Stored entries:
++++++++

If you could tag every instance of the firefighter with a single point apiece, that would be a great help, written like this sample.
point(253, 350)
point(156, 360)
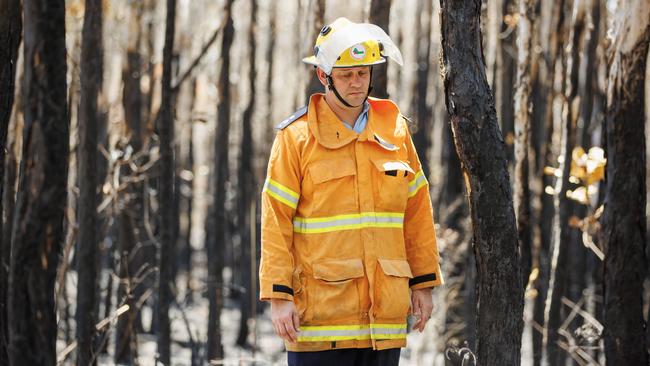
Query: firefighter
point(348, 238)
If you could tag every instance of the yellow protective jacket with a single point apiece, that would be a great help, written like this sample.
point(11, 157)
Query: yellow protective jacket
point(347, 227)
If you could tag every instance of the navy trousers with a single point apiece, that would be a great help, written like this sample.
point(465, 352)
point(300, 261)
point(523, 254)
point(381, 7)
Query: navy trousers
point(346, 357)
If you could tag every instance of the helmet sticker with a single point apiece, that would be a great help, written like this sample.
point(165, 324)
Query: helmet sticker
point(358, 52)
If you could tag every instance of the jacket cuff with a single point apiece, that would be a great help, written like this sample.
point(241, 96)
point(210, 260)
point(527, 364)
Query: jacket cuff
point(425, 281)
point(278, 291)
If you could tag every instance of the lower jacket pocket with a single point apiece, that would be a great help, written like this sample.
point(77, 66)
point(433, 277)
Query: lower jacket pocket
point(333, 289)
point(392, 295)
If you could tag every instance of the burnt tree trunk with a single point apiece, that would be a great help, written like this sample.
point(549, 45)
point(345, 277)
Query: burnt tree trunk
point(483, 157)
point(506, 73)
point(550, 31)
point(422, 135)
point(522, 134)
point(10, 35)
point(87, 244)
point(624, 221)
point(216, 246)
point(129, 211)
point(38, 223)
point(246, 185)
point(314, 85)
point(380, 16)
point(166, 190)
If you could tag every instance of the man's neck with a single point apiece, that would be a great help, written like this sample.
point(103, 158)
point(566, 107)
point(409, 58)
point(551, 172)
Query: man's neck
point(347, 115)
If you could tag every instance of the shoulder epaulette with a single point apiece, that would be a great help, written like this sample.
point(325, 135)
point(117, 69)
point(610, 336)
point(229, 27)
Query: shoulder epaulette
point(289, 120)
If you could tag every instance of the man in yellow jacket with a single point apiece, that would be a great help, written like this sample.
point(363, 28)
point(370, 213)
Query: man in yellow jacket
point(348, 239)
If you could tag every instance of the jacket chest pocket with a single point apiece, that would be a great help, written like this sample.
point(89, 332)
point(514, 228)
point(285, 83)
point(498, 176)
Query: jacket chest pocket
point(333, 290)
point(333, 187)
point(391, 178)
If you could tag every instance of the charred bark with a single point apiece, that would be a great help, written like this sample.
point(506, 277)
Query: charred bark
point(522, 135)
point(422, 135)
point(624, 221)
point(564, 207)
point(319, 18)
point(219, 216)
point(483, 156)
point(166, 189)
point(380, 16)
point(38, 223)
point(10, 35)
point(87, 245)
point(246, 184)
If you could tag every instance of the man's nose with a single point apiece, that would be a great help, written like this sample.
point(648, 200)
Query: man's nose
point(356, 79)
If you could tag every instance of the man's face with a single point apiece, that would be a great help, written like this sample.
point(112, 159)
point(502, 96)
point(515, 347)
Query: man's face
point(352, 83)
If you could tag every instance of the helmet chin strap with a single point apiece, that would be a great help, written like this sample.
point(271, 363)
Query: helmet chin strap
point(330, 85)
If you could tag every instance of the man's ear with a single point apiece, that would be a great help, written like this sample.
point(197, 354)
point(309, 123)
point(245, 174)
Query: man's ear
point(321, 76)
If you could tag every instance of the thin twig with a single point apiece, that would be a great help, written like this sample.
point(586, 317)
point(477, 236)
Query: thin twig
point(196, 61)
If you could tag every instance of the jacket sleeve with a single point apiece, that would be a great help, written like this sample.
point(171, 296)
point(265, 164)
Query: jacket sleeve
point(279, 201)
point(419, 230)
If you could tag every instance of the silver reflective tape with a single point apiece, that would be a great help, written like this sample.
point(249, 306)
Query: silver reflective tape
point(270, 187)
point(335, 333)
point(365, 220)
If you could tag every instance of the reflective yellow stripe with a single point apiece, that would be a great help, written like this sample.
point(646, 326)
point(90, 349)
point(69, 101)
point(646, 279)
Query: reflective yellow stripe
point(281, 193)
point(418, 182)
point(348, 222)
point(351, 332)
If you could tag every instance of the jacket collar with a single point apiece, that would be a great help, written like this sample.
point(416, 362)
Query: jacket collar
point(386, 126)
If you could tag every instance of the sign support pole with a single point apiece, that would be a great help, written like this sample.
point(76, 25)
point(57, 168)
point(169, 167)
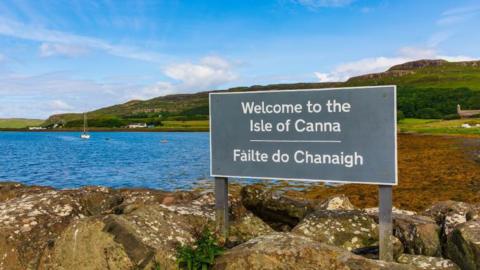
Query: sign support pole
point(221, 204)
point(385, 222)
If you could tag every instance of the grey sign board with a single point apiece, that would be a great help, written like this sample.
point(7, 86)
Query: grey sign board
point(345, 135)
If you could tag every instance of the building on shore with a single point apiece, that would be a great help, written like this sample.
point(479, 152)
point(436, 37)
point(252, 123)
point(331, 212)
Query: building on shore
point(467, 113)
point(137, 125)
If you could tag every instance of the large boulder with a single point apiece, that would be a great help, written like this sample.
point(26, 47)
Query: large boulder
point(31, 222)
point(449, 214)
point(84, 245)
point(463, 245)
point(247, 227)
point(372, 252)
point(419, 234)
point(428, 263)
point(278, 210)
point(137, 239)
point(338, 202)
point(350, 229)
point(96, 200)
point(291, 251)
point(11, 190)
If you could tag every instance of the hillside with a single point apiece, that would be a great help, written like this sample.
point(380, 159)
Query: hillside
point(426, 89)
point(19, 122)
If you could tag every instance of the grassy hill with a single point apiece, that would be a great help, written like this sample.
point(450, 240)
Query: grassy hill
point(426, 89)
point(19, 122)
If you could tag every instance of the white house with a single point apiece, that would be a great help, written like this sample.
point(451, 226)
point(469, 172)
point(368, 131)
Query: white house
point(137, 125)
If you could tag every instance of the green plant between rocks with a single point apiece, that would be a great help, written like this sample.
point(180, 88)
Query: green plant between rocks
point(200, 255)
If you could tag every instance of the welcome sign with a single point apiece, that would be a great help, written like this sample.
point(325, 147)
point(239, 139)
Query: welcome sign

++++++++

> What to work on
Produce an exact repeat of the lines from the one containing "If you could tag every instance of the grey" through the last line of the data, and nothing more.

> Final result
If you could tag every instance of the grey sign board with a single point apiece, that would be a great help, written like this sample.
point(7, 86)
Query: grey sign board
point(345, 135)
If you could tag every instance of the building on shore with a single point apiece, that would be a great help, written like this sample.
point(479, 152)
point(436, 37)
point(252, 123)
point(331, 212)
Query: building on shore
point(467, 113)
point(137, 125)
If you could tag every instance of the large boulder with a single point apiece, that would be a great help, written like this sample.
point(26, 47)
Query: large boulder
point(31, 222)
point(449, 214)
point(84, 245)
point(463, 245)
point(247, 227)
point(372, 252)
point(419, 234)
point(428, 263)
point(278, 210)
point(137, 239)
point(338, 202)
point(350, 229)
point(96, 200)
point(291, 251)
point(11, 190)
If you could tag every instance of the hillside with a single point apiece, that would be a great help, written like this sample.
point(380, 159)
Query: hillside
point(426, 89)
point(19, 122)
If you could tag every instance of the grassy hill with a single point apiece, that would be a great help, written like this sample.
point(450, 240)
Query: grassy hill
point(426, 89)
point(19, 122)
If you could tag every instance of the white house with a single point apiece, that would be a great help, written like this sample.
point(451, 226)
point(469, 172)
point(368, 131)
Query: white house
point(137, 125)
If you could tag every instance of the green plant between rocks with a single point apiece, that would be a great help, written like this sample.
point(180, 88)
Query: green plant between rocks
point(200, 255)
If you could tag every instance of the welcome sign with a single point apiece, that would be a great help, written like this sample.
point(325, 147)
point(239, 139)
Query: welcome sign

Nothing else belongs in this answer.